▶ **Input material**
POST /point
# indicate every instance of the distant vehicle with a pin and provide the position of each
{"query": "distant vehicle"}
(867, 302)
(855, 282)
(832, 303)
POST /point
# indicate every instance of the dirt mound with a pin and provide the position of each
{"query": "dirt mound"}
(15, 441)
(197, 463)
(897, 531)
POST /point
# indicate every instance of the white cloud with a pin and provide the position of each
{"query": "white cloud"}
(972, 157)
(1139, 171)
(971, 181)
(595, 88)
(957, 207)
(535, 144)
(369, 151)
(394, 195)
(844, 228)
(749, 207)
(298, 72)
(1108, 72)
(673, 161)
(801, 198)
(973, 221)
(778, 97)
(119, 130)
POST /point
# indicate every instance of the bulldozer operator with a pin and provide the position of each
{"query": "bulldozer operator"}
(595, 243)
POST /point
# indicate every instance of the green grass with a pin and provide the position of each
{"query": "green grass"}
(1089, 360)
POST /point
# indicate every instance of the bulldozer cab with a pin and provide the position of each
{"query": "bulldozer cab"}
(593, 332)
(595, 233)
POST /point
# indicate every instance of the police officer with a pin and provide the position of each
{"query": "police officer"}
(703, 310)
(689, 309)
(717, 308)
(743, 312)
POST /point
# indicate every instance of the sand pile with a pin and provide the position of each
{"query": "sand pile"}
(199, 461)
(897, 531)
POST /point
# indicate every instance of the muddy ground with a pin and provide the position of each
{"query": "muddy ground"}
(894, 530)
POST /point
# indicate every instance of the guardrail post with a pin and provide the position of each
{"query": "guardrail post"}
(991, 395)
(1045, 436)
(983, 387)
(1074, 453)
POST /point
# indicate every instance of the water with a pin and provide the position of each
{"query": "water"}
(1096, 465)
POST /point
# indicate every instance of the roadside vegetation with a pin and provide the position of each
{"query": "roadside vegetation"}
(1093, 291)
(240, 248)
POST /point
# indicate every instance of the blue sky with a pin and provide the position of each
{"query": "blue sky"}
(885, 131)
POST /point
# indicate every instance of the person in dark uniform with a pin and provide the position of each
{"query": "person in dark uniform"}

▶ **Your objective**
Extract every line of the material above and reproduce each one unchanged, in its original order.

▶ **Expected answer**
POST /point
# indicate every instance of the distant vehicle with a pin and provide the position of each
{"query": "distant vehicle"}
(867, 302)
(855, 282)
(832, 303)
POST /point
# indicate every instance of the dirt mound with a pin and provide the position of each
{"query": "dirt mound"}
(15, 441)
(197, 463)
(897, 531)
POST /point
# indicate every instance of the white cloud with a pin and provide the position of each
{"query": "white cloud"}
(972, 157)
(1139, 171)
(971, 181)
(595, 88)
(957, 207)
(535, 144)
(369, 151)
(394, 195)
(844, 228)
(749, 207)
(298, 72)
(1108, 72)
(673, 161)
(801, 198)
(973, 221)
(778, 97)
(119, 130)
POST /point
# indicate every instance of the bulldozer operator with a pin and provide the position of each
{"query": "bulldozer operator"}
(595, 243)
POST /point
# indicate every instance of the green grass with a pin and provide the position of each
{"query": "green grass"}
(1089, 360)
POST /point
# indicate every instance of the bulldozer cab with a pin and provide the position of each
{"query": "bulldozer cab"}
(593, 332)
(595, 233)
POST /point
# indicate every instance of the police officer with a pin and provide the position of each
{"query": "police officer"}
(703, 310)
(689, 309)
(717, 308)
(743, 312)
POST /point
# indicate every instance of the sand pile with a pin and provide the position of each
{"query": "sand pile"}
(199, 461)
(897, 531)
POST /point
# indicate every instance of the muddy ground with a pin and provide the position of each
{"query": "muddy ground"}
(894, 530)
POST /point
# indicate every instance of the guardrail post with a pin and provide the position of each
{"query": "guardrail post"}
(991, 395)
(1045, 436)
(983, 387)
(1074, 453)
POST /point
# indicate every instance of the water with a pin and provide the position of each
{"query": "water"}
(1096, 465)
POST /point
# indicate every instance of the roadside vegetation with a pin and provide the position of each
{"query": "roadside vegetation"}
(1093, 291)
(240, 248)
POST /point
# indicate every instance of the blue sky with a pin and provide the position of each
{"query": "blue sky"}
(885, 131)
POST /point
# indicate every instance of the person in dark uniform with a pin and provide the position of each
{"query": "person in dark uniform"}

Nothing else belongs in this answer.